• _INFORMATION SUPPLIED_:
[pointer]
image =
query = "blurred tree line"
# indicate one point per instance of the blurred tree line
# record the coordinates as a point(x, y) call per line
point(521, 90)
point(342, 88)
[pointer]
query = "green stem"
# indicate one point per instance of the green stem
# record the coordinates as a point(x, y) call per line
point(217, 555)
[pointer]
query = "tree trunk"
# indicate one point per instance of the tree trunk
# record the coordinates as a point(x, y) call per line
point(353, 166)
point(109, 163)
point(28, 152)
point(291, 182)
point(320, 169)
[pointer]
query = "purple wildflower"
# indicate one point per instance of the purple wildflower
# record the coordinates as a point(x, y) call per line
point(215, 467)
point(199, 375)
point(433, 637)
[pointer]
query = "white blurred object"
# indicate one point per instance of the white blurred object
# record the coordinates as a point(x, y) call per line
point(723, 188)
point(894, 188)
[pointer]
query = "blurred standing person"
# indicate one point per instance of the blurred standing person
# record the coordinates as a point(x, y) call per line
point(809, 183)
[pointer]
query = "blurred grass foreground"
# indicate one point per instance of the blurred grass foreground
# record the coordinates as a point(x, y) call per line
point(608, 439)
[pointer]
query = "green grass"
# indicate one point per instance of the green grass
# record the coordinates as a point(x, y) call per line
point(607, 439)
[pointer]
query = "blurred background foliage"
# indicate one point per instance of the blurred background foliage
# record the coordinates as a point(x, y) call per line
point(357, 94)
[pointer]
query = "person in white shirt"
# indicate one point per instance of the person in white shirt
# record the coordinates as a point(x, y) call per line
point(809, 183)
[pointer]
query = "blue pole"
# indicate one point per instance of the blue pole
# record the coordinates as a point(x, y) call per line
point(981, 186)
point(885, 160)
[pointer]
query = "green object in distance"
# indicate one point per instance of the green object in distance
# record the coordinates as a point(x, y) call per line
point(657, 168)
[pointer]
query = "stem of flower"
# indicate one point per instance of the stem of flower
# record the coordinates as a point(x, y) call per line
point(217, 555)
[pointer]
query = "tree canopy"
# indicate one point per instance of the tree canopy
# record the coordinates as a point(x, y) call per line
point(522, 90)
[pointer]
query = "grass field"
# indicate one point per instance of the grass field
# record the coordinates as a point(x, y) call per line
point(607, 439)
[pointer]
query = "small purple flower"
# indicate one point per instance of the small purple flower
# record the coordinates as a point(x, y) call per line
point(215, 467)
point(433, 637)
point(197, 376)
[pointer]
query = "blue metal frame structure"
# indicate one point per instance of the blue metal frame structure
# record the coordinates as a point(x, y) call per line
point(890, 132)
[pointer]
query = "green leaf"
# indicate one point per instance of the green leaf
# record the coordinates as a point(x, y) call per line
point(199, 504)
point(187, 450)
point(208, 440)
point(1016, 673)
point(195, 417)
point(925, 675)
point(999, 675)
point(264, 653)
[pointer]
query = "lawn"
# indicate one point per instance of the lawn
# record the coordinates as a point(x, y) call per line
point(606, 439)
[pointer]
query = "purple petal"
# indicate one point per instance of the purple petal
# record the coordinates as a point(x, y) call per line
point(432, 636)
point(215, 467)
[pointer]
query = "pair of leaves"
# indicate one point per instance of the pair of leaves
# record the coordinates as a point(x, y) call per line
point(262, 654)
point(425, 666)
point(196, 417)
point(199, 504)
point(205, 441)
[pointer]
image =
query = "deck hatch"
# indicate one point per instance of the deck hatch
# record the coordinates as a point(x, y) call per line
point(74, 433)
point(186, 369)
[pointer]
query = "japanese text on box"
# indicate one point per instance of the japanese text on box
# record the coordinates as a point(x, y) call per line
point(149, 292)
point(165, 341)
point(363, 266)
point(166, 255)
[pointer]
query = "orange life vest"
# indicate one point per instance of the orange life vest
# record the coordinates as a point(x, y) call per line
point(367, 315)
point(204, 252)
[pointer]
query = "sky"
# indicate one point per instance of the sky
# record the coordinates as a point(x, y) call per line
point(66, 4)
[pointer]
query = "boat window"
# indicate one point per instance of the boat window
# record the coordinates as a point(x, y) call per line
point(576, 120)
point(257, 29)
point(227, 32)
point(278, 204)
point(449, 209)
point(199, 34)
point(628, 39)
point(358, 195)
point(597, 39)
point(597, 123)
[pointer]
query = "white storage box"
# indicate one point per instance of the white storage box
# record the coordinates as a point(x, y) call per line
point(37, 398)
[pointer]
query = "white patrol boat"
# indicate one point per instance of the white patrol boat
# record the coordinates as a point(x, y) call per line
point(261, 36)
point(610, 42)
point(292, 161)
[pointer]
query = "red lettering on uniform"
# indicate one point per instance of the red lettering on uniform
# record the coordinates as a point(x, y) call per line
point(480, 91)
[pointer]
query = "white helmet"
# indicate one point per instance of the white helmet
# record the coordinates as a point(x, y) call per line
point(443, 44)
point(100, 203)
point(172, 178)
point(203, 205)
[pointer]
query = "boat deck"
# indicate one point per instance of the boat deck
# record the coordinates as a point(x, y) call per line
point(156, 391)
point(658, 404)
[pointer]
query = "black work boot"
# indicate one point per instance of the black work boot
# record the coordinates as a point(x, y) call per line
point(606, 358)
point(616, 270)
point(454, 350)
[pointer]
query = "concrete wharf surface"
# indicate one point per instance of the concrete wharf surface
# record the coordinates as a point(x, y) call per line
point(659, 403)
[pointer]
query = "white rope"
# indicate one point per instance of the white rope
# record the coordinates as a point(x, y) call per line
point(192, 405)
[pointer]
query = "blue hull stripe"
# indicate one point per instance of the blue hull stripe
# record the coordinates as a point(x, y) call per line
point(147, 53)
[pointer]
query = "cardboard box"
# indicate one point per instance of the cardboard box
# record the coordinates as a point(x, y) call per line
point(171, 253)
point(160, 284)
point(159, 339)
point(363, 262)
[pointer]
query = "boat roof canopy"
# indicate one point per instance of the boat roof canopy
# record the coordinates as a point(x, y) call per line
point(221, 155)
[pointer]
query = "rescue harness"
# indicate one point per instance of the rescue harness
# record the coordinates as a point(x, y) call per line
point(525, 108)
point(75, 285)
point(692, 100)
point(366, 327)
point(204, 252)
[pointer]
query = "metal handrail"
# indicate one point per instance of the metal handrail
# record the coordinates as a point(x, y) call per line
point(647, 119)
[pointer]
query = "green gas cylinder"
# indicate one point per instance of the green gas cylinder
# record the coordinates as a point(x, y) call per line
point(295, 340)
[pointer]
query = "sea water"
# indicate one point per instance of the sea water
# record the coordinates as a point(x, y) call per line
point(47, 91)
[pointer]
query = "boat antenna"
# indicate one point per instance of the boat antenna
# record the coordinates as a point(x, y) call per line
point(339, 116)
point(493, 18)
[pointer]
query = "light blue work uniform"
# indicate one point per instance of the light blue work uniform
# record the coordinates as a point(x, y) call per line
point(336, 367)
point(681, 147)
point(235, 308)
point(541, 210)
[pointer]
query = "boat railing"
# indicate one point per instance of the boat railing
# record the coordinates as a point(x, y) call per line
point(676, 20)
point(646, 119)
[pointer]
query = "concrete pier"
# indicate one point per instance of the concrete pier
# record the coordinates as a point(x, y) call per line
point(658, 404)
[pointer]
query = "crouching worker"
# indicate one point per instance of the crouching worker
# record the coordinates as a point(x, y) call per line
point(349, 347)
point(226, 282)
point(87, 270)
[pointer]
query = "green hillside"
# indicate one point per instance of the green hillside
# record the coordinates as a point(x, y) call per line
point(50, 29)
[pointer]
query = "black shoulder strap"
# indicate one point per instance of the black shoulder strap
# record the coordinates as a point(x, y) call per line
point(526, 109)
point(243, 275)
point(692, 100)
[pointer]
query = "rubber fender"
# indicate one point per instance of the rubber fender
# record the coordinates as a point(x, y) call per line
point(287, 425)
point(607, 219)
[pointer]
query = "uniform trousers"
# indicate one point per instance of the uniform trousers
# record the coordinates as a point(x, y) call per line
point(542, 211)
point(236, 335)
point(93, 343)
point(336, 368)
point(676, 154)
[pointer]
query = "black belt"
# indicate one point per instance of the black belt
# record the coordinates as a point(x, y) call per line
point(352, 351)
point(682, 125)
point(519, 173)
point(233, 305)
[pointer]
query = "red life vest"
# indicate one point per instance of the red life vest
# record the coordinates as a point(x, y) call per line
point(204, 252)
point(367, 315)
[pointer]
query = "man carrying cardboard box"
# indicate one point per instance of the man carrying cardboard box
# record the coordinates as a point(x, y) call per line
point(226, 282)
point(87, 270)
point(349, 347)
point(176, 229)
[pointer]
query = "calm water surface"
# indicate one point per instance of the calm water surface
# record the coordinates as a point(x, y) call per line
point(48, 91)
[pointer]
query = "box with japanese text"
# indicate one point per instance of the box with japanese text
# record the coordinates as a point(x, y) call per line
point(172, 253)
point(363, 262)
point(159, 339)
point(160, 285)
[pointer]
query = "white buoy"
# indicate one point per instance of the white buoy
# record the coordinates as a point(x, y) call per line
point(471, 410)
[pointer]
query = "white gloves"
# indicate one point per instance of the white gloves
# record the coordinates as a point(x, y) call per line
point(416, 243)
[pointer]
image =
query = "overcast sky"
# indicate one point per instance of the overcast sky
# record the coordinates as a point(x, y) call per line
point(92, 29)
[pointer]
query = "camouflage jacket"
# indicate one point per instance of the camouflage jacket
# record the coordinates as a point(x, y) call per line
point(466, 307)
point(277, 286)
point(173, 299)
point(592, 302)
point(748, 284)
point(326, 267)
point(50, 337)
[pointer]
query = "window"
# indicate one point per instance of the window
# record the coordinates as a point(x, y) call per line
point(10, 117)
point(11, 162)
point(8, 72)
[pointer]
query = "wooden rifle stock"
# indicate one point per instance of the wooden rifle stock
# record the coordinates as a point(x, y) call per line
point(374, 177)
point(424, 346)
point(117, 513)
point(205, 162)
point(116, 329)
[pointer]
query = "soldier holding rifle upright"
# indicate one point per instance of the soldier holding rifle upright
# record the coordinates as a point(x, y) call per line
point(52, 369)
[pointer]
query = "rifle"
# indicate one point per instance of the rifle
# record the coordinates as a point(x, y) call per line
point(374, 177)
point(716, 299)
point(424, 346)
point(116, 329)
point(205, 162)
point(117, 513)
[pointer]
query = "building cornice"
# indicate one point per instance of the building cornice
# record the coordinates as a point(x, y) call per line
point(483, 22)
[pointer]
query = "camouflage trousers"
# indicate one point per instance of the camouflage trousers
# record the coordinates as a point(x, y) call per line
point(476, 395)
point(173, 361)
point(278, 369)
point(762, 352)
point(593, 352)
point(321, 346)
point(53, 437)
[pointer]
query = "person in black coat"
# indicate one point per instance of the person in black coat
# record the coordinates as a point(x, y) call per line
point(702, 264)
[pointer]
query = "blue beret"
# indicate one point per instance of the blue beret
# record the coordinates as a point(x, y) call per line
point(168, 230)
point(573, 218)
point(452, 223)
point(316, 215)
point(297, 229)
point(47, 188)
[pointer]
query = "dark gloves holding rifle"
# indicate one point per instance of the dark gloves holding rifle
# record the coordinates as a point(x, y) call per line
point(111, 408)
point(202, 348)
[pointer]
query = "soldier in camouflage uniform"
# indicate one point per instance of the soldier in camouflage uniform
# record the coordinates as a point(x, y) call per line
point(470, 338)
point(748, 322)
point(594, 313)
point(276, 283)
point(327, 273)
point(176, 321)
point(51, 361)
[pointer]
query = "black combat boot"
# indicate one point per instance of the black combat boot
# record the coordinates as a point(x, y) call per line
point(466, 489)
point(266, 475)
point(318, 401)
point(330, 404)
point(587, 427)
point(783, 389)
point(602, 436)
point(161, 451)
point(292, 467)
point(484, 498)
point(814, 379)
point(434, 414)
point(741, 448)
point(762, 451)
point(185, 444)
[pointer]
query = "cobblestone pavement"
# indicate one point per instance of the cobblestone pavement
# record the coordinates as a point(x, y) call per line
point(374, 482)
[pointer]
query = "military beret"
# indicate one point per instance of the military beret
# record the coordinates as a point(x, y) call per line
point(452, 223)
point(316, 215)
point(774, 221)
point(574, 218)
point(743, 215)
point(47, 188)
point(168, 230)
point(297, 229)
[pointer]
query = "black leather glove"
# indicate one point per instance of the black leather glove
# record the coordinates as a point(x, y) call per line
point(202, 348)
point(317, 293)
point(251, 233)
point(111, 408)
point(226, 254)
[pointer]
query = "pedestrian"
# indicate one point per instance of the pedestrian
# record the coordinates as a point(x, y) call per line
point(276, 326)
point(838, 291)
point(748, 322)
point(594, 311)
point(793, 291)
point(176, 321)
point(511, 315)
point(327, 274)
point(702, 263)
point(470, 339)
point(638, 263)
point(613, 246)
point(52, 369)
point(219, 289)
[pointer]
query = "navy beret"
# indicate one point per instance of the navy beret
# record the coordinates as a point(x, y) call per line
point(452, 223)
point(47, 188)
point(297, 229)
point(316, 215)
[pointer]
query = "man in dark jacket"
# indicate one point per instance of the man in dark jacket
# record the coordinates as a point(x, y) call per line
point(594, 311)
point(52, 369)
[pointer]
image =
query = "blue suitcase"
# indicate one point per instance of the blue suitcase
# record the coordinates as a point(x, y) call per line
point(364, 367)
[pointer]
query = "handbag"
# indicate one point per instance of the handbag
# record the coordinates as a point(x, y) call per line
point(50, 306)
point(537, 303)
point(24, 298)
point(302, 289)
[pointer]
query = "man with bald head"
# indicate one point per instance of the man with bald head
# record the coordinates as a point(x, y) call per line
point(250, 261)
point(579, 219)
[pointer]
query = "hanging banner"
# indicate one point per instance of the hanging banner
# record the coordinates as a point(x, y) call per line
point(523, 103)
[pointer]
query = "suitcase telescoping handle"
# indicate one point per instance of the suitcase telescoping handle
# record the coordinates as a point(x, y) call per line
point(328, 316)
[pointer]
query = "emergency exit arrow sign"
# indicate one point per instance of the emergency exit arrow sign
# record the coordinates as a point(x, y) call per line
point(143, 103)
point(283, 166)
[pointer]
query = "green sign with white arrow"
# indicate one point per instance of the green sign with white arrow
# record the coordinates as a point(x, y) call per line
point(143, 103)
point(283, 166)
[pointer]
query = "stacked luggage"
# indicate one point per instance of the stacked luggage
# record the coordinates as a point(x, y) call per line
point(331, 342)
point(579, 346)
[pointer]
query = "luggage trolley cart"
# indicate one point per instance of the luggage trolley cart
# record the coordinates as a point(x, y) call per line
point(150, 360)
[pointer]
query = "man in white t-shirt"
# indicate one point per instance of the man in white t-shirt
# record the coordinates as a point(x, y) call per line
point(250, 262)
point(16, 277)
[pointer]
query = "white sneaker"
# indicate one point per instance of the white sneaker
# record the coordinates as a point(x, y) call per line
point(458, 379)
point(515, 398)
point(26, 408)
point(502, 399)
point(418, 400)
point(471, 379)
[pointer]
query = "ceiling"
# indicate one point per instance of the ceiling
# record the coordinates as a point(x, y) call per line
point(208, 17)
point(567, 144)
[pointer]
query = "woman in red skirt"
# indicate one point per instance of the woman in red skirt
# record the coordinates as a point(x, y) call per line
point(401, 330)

• _PROBLEM TO WORK ON_: Please return every line of the items above that contains the word "coat", copying each line in full.

• _FINISHED EXERCISE_:
query = "person in black coat"
# indicate one point per instance of the person in black coat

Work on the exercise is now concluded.